- _SHORT TASK_:
Return each entry exactly, with none missing.

- _SUPPLIED ENTRIES_:
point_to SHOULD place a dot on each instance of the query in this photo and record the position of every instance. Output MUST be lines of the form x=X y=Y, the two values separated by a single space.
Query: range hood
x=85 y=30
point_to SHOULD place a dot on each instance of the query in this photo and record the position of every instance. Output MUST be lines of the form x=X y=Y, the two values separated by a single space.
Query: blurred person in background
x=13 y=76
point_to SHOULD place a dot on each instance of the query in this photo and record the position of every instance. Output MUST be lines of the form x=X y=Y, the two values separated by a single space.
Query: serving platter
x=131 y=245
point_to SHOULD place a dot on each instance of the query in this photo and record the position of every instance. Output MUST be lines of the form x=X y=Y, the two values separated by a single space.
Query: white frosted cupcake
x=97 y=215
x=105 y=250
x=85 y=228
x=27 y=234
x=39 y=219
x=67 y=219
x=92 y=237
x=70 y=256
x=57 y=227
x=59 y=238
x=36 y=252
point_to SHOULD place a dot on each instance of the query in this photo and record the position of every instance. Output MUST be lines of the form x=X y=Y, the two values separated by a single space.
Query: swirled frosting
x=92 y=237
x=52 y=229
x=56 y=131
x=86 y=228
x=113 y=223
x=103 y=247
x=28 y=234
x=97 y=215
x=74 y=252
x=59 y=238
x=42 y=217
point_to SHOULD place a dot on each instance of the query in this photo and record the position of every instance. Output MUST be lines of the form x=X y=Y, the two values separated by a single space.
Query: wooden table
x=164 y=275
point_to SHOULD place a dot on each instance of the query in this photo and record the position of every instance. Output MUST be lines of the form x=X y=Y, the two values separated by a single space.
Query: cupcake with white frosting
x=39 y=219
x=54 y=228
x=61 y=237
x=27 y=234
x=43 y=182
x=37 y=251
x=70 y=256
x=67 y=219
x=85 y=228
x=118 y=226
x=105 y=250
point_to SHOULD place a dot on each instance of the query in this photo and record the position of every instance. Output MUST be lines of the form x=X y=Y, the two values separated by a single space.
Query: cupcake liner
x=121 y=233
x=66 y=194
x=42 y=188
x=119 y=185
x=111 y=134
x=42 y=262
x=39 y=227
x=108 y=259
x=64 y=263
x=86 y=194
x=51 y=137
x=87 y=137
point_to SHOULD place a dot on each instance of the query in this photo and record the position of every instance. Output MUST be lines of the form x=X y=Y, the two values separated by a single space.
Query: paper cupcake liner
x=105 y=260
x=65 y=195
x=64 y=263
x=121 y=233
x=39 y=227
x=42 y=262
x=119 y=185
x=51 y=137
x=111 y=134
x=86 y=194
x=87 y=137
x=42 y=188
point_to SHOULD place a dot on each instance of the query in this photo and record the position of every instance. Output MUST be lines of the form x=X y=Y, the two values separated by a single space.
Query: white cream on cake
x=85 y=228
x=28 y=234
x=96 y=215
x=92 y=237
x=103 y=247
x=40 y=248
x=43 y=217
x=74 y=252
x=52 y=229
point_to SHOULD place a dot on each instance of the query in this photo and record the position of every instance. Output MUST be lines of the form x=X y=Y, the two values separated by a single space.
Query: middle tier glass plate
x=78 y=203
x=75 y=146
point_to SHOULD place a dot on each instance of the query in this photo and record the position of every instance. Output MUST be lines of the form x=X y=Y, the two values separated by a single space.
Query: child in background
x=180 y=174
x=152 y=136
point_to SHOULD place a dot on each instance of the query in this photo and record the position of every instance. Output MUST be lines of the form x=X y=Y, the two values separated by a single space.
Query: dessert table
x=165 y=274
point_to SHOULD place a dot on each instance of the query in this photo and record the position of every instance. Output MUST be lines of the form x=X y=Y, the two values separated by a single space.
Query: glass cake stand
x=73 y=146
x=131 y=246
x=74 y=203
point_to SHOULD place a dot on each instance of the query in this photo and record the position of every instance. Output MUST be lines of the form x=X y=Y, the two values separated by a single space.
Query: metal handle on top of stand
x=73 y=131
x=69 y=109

- _ANSWER IN FULL_:
point_to SHOULD place a dot on each instance of the query in this photo and record the position of every instance. Output MUST be lines of the form x=X y=Y, the two values separated by a single space.
Query: range hood
x=85 y=30
point_to SHOULD place a dot on each instance of the query in this photo and record the position of every instance. Output MUST be lines of the form x=X y=Y, the two values separated by a single space.
Query: blurred person in background
x=13 y=76
point_to SHOULD place a dot on each instance of the query in this photo and record the position of every instance. Output MUST be lines of the form x=X y=Y, the two values separated by a single space.
Query: serving platter
x=131 y=245
point_to SHOULD place a dot on each instance of the query in this photo and record the position of every instance. Output MUST be lines of the form x=X y=Y, the two values separated by a single space.
Query: white frosted cupcake
x=97 y=215
x=105 y=250
x=85 y=228
x=27 y=234
x=39 y=219
x=67 y=219
x=92 y=237
x=70 y=256
x=57 y=227
x=59 y=238
x=36 y=252
point_to SHOULD place a dot on each instance of the query in this photo and record the position of every instance. Output MUST be lines of the form x=X y=Y, the two values separated by a single space.
Query: swirled frosting
x=92 y=237
x=52 y=229
x=56 y=131
x=86 y=228
x=113 y=223
x=103 y=247
x=28 y=234
x=97 y=215
x=74 y=252
x=59 y=238
x=42 y=217
point_to SHOULD place a dot on each instance of the query in this photo and record the position of every instance. Output MUST be lines of the form x=X y=Y, the two values separated by a single space.
Query: wooden table
x=164 y=275
point_to SHOULD place a dot on each instance of the query in this photo and record the position of every instance. Output MUST be lines of the form x=X y=Y, the two values separated by a single space.
Query: cupcake with white frosting
x=39 y=219
x=54 y=228
x=61 y=237
x=27 y=234
x=43 y=182
x=37 y=251
x=70 y=256
x=67 y=219
x=85 y=228
x=118 y=226
x=105 y=250
point_to SHOULD place a dot on each instance of the query in this photo and record the position of every instance. Output MUST be lines of the form x=X y=Y, the two values separated by a single space.
Query: cupcake liner
x=121 y=233
x=66 y=194
x=42 y=188
x=119 y=185
x=111 y=134
x=42 y=262
x=39 y=227
x=108 y=259
x=64 y=263
x=86 y=194
x=51 y=137
x=87 y=137
point_to SHOULD place a dot on each instance of the query in this photo and record the position of every instance. Output MUST be lines of the form x=X y=Y, the two values separated by a single space.
Query: paper cupcake liner
x=105 y=260
x=65 y=195
x=64 y=263
x=121 y=233
x=39 y=227
x=42 y=262
x=119 y=185
x=51 y=137
x=111 y=134
x=86 y=194
x=87 y=137
x=42 y=188
point_to SHOULD place a dot on each instance of the query in this photo and record the position of every instance. Output MUST be lines of the form x=X y=Y, the two values separated by a single space.
Query: white cream on cake
x=85 y=228
x=28 y=234
x=96 y=215
x=92 y=237
x=103 y=247
x=40 y=248
x=43 y=217
x=74 y=252
x=52 y=229
point_to SHOULD place a dot on each instance of the query in this photo and record the position of every instance. Output MUST be lines of the form x=X y=Y, the two values separated by a single space.
Query: middle tier glass plate
x=78 y=203
x=75 y=146
point_to SHOULD place a dot on each instance of the query in this photo and record the position of every instance. Output MUST be lines of the form x=X y=Y, the two values separated by a single space.
Query: child in background
x=180 y=174
x=152 y=136
point_to SHOULD place a dot on each instance of the query in this photo and record the position of every instance. Output MUST be lines of the form x=X y=Y, the two values separated by a single space.
Query: dessert table
x=165 y=274
point_to SHOULD place a dot on each instance of the query in this photo and record the position of every instance. Output MUST be lines of the form x=X y=Y, the two values separated by a single space.
Query: glass cake stand
x=73 y=146
x=131 y=246
x=74 y=203
point_to SHOULD place a dot on each instance of the query in this photo and record the position of every instance. Output MUST be lines of the form x=X y=Y, the two values separated by a single space.
Query: metal handle on top of stand
x=73 y=131
x=69 y=109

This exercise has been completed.